Früher gab es auf dem OBS fast ausschließlich Acts wie
Gunner & Smith zu bestaunen - denn prinzipiell startete die Sache weiland als klassische Americana-Veranstaltung. Allerdings kommen heutzutage die typischen Vertreter der Roots-Rock und Singer/Songwriter-Zunft eher aus Kanada als aus den USA. So auch Gunner & Smith, die aus Saskatoon in der Provinz Saskatchewan stammen (so wie zufällig auch die später auftretenden Sheepdogs). Geoffrey Smith, der Kopf des Ensembles, in dem auch sein Bruder als gitarrenbauender Gitarrist tätig ist, ist dabei ein klassischer Vertreter seiner Zunft. Inklusive Flanellhemd, Rauschebart und Baseball-Käppi erfüllt er alle Voraussetzungen, die einen waldschratigen, bodenständigen Liedermacher nun mal auszeichnen. Seine Art des Alt-Country-Rock besitzt eine angenehm düstere Note und glänzt mit ausgezeichnet konstruierten Songs, die hinreichend komplex und attraktiv zusammengesetzt sind, um nicht in typischen Genre-Klischees zu versacken. Übrigens ist "Gunner" nicht eine Bezeichnung seines Hobbys, sondern ein Spitzname für seine Gitarre. Den Projektnamen wählte Smith um der Banalität seines Nachnamens entrinnen zu können.
"Franz Zappa fand ich immer schon Scheiße", kündigte Rembert schließlich den nachfolgenden Act Coogans Bluff an. Zwar agiert die Band aus Rostock nicht ganz so eklektisch, hektisch und verstiegen wie der Meister der psychedelischen Provokation - aber die Referenz war dennoch nicht ganz unangebracht, denn die Jungs sind mit ihrem mordsmäßig laut dargebotenen Mix aus Kraut-, Hard-, Prog-Rock und Psychedelia inklusive Bläsersätzen und fußnägelrollfähigen Science-Fiction-Lyrics - auch optisch - hoffnungslos aus der Zeit gefallen bzw. in den seligen 70er stecken geblieben. Und das, obwohl die Herren allesamt noch ziemlich jugendlich daher kommen. Mal ehrlich: Eigentlich ist das Publikum des OBS heutzutage nicht mehr alt genug für solche Art der musikalischen Nostalgie.

══════════════════════════════

[Aufgabe A] Aus welcher Stadt stammen Gunner & Smith laut dem Konzertbericht?

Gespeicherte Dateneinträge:

══════════════════════════════

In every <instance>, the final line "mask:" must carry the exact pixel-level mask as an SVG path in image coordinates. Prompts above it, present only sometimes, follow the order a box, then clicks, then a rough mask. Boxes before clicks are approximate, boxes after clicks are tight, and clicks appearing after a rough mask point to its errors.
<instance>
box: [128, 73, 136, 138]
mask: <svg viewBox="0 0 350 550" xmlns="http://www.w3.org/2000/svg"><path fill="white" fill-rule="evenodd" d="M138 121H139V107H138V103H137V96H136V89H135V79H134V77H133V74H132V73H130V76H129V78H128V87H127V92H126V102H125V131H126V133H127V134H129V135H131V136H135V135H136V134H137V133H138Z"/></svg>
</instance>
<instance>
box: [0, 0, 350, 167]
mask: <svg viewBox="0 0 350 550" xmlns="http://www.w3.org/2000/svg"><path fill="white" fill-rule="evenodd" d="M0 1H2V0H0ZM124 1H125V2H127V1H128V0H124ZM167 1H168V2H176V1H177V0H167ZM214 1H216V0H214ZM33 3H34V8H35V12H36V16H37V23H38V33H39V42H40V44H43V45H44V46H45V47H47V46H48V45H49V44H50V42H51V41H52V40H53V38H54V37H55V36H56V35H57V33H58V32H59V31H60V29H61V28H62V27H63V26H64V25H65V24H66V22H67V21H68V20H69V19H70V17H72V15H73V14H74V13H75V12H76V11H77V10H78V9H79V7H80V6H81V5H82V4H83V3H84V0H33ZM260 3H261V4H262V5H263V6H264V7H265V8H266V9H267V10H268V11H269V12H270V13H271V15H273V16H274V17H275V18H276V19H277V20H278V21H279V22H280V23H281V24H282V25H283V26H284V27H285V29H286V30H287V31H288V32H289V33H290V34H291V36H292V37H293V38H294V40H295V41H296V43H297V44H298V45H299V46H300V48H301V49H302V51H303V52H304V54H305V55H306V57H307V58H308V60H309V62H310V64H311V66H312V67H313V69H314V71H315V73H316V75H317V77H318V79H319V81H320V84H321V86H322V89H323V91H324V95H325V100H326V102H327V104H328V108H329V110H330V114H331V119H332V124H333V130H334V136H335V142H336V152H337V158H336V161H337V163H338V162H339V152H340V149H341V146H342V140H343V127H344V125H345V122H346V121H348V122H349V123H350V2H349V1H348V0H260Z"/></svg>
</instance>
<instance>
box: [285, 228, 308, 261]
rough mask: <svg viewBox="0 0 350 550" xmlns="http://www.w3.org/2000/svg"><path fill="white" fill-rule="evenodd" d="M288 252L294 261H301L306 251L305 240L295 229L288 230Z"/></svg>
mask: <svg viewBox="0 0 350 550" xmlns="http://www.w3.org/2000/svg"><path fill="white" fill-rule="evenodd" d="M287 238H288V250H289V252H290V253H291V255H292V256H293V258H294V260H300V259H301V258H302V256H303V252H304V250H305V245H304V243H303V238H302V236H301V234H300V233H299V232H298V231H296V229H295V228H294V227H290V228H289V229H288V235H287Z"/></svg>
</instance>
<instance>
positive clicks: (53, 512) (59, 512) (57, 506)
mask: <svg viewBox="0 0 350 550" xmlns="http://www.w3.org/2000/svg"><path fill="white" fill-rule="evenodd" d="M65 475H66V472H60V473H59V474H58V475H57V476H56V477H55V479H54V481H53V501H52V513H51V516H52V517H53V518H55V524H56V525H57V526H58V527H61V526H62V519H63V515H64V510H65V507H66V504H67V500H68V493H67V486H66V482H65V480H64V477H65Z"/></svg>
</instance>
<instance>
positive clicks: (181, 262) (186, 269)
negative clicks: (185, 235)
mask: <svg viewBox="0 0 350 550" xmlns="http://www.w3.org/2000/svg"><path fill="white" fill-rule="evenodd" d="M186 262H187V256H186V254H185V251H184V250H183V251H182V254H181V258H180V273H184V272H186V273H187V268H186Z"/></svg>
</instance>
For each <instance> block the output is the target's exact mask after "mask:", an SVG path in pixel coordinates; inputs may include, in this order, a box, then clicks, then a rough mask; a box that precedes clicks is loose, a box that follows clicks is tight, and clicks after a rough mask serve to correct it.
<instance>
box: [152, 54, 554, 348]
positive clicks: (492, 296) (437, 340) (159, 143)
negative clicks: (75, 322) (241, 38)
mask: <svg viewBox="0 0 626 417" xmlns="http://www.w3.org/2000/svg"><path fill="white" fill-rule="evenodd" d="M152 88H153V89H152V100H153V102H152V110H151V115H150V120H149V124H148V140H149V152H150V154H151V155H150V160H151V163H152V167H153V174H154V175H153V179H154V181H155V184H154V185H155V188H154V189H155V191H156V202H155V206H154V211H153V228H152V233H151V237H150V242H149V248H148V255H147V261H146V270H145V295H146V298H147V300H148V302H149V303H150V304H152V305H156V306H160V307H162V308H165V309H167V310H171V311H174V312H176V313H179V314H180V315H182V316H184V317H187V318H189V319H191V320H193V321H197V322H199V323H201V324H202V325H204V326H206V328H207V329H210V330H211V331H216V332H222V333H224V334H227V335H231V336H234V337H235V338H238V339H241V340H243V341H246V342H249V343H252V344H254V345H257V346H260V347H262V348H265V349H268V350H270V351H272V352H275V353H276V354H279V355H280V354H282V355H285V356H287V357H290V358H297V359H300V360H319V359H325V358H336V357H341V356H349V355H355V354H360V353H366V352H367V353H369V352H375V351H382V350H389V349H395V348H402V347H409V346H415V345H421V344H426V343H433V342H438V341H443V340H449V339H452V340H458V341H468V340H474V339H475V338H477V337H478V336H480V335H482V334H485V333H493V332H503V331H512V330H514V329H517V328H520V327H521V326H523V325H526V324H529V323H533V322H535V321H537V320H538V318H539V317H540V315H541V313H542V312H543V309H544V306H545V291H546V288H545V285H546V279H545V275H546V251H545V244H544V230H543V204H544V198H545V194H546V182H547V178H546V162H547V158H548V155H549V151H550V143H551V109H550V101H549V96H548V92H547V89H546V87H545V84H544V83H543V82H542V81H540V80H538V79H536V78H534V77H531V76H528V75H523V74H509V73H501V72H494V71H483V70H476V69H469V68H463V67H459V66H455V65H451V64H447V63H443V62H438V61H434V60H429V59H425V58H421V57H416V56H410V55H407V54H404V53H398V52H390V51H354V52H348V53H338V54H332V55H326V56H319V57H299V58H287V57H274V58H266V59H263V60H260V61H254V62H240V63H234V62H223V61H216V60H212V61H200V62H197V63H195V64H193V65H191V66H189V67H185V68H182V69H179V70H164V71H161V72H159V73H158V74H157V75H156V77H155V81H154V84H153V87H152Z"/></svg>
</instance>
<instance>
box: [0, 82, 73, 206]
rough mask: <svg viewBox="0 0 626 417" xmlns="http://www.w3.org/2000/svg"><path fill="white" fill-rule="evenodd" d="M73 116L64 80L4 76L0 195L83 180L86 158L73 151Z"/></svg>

══════════════════════════════

[Aufgabe B] Schreibe die Zeilen der Auflistung ab, vom Anfang der Auflistung bis einschließlich der Zeile mit „box: [128, 73, 136, 138]“, ohne etwas daran zu ändern.

[Lösung A] Aus Saskatoon in der Provinz Saskatchewan.

[Lösung B]
In every <instance>, the final line "mask:" must carry the exact pixel-level mask as an SVG path in image coordinates. Prompts above it, present only sometimes, follow the order a box, then clicks, then a rough mask. Boxes before clicks are approximate, boxes after clicks are tight, and clicks appearing after a rough mask point to its errors.
<instance>
box: [128, 73, 136, 138]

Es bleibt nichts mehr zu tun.